- **Task objective**: Without omitting anything, retype the data that follows.

- **Task inputs**:
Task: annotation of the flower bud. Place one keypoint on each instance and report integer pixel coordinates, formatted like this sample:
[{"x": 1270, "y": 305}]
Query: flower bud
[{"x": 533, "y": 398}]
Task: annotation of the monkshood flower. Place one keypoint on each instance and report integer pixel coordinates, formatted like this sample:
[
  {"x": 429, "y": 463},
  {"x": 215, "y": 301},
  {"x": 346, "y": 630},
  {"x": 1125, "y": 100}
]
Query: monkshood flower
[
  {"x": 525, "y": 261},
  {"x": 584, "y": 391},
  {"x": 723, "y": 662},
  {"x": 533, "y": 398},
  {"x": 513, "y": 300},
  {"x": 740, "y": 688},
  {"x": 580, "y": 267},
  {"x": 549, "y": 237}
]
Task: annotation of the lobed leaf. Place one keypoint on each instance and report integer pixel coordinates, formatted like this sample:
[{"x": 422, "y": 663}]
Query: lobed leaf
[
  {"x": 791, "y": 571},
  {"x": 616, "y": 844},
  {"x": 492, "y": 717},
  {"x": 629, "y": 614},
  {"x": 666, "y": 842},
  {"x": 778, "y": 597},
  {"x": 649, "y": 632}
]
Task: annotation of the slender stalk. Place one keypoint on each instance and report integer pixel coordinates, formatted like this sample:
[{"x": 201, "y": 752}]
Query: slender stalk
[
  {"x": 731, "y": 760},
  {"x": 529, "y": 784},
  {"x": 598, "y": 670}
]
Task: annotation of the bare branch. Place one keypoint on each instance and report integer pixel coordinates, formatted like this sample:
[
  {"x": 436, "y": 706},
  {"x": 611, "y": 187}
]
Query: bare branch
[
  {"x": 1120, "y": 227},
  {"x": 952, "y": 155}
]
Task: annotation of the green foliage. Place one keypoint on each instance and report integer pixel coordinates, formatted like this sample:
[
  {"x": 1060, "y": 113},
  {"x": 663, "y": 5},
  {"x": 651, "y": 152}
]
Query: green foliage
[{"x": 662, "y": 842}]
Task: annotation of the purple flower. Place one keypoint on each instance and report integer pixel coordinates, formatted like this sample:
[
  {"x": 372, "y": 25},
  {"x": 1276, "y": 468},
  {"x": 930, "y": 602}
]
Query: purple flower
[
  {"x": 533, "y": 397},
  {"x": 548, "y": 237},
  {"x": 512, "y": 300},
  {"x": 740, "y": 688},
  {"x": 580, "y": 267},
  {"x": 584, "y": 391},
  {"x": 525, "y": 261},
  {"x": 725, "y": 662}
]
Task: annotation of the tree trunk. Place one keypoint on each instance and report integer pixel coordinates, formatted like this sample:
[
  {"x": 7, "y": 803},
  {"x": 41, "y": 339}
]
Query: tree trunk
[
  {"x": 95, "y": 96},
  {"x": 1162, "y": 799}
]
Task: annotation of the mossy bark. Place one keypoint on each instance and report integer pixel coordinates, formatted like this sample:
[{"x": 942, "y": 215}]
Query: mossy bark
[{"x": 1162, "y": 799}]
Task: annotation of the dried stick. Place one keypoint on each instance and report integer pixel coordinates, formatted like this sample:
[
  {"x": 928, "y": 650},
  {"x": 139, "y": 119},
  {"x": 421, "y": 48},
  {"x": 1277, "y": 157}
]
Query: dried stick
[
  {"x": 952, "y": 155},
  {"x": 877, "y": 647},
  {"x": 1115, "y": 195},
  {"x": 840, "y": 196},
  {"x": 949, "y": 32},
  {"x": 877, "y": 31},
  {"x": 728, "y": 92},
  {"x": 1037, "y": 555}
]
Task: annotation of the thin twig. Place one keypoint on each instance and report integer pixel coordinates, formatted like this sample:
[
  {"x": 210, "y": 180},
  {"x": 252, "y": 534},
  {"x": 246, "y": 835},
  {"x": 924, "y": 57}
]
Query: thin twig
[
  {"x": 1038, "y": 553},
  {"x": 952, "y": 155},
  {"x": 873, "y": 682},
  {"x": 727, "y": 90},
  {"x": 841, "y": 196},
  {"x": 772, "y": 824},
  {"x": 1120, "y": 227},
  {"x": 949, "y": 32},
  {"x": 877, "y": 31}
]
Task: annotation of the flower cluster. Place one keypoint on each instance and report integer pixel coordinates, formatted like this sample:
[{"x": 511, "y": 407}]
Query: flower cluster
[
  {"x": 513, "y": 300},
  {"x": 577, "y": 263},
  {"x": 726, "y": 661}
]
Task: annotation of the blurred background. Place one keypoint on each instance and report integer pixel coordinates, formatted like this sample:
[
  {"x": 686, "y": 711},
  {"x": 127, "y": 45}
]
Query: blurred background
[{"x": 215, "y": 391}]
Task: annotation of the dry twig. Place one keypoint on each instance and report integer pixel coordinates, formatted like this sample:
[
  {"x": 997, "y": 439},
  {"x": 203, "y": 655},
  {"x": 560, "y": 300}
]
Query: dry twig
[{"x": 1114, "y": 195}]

- **Solution below**:
Task: annotation of the flower bud. Place one keypoint on each instance and report integer pixel coordinates, formatted like this sample:
[{"x": 1270, "y": 305}]
Query: flower bud
[{"x": 533, "y": 398}]
Task: annotation of the monkshood flower. Place one keypoint on each instance and report integer pixel coordinates, formatted like this sample:
[
  {"x": 429, "y": 463},
  {"x": 215, "y": 301},
  {"x": 346, "y": 630},
  {"x": 1125, "y": 100}
]
Query: monkshood flower
[
  {"x": 525, "y": 261},
  {"x": 584, "y": 391},
  {"x": 723, "y": 662},
  {"x": 533, "y": 398},
  {"x": 513, "y": 300},
  {"x": 740, "y": 688},
  {"x": 580, "y": 267},
  {"x": 549, "y": 237}
]
Task: annotation of the lobed leaf. Place one keypoint on each instance and report integer pixel coordinates, formatted like this sample:
[{"x": 422, "y": 663}]
Query: lobed leaf
[
  {"x": 791, "y": 571},
  {"x": 616, "y": 844},
  {"x": 492, "y": 717},
  {"x": 629, "y": 614},
  {"x": 666, "y": 842},
  {"x": 778, "y": 597},
  {"x": 649, "y": 632}
]
Task: annotation of the slender stalk. Place one keypoint on each instance and report integer pixel coordinates, formatted like this sample:
[{"x": 201, "y": 752}]
Query: slender stalk
[
  {"x": 731, "y": 760},
  {"x": 529, "y": 784},
  {"x": 598, "y": 670}
]
Task: annotation of the bare branch. Place one keypoint on each instance and report integer pixel coordinates, formatted like this sample:
[
  {"x": 436, "y": 706},
  {"x": 611, "y": 187}
]
Query: bare branch
[
  {"x": 1120, "y": 227},
  {"x": 952, "y": 155}
]
Task: annotation of the green foliage. Place one keypoint on each instance and report integer pixel coordinates, formatted like this sample:
[
  {"x": 1060, "y": 113},
  {"x": 663, "y": 5},
  {"x": 651, "y": 152}
]
Query: green foliage
[{"x": 662, "y": 842}]
Task: annotation of the purple flower. Place one keypoint on each instance and report integer pixel coordinates, formatted like this sample:
[
  {"x": 372, "y": 25},
  {"x": 1276, "y": 468},
  {"x": 930, "y": 602}
]
Query: purple flower
[
  {"x": 533, "y": 397},
  {"x": 548, "y": 237},
  {"x": 512, "y": 300},
  {"x": 740, "y": 688},
  {"x": 580, "y": 267},
  {"x": 584, "y": 391},
  {"x": 525, "y": 261},
  {"x": 725, "y": 662}
]
Task: annotation of the tree trunk. Place one keypoint on each instance and report integer pixel coordinates, formatted like this sample:
[
  {"x": 7, "y": 803},
  {"x": 41, "y": 339}
]
Query: tree trunk
[
  {"x": 95, "y": 96},
  {"x": 1162, "y": 799}
]
Task: annotation of the mossy bark. Place one keypoint on each instance and report integer pixel coordinates, formatted like this sample:
[{"x": 942, "y": 215}]
Query: mossy bark
[{"x": 1162, "y": 799}]
Task: annotation of the dried stick. Place one keypoint on each instance and report integer pixel coordinates, formatted like this sample:
[
  {"x": 928, "y": 650},
  {"x": 139, "y": 119},
  {"x": 421, "y": 48},
  {"x": 1277, "y": 157}
]
Query: dried stick
[
  {"x": 952, "y": 155},
  {"x": 877, "y": 647},
  {"x": 1115, "y": 195},
  {"x": 840, "y": 196},
  {"x": 949, "y": 32},
  {"x": 877, "y": 31},
  {"x": 728, "y": 92},
  {"x": 1037, "y": 555}
]
Task: annotation of the thin twig. Place one keypoint on each instance and report integer pixel coordinates, formatted like this sample:
[
  {"x": 210, "y": 180},
  {"x": 252, "y": 534},
  {"x": 246, "y": 835},
  {"x": 924, "y": 57}
]
Query: thin twig
[
  {"x": 1038, "y": 553},
  {"x": 952, "y": 155},
  {"x": 873, "y": 682},
  {"x": 727, "y": 90},
  {"x": 841, "y": 196},
  {"x": 772, "y": 824},
  {"x": 1120, "y": 227},
  {"x": 949, "y": 32},
  {"x": 877, "y": 31}
]
Task: annotation of the flower cluster. Place one keypoint on each instance and report integer pixel coordinates, formatted like this sample:
[{"x": 511, "y": 407}]
Query: flower cluster
[
  {"x": 513, "y": 300},
  {"x": 577, "y": 263},
  {"x": 726, "y": 661}
]
Task: annotation of the blurred background. Place one keypoint on each instance and report integer pixel coordinates, formatted like this sample:
[
  {"x": 686, "y": 711},
  {"x": 127, "y": 45}
]
Query: blurred background
[{"x": 215, "y": 391}]
Task: annotation of the dry twig. Place one keypoint on each instance and report integer pixel coordinates, formatted like this sample:
[
  {"x": 997, "y": 439},
  {"x": 203, "y": 655},
  {"x": 560, "y": 300}
]
Query: dry twig
[{"x": 1114, "y": 195}]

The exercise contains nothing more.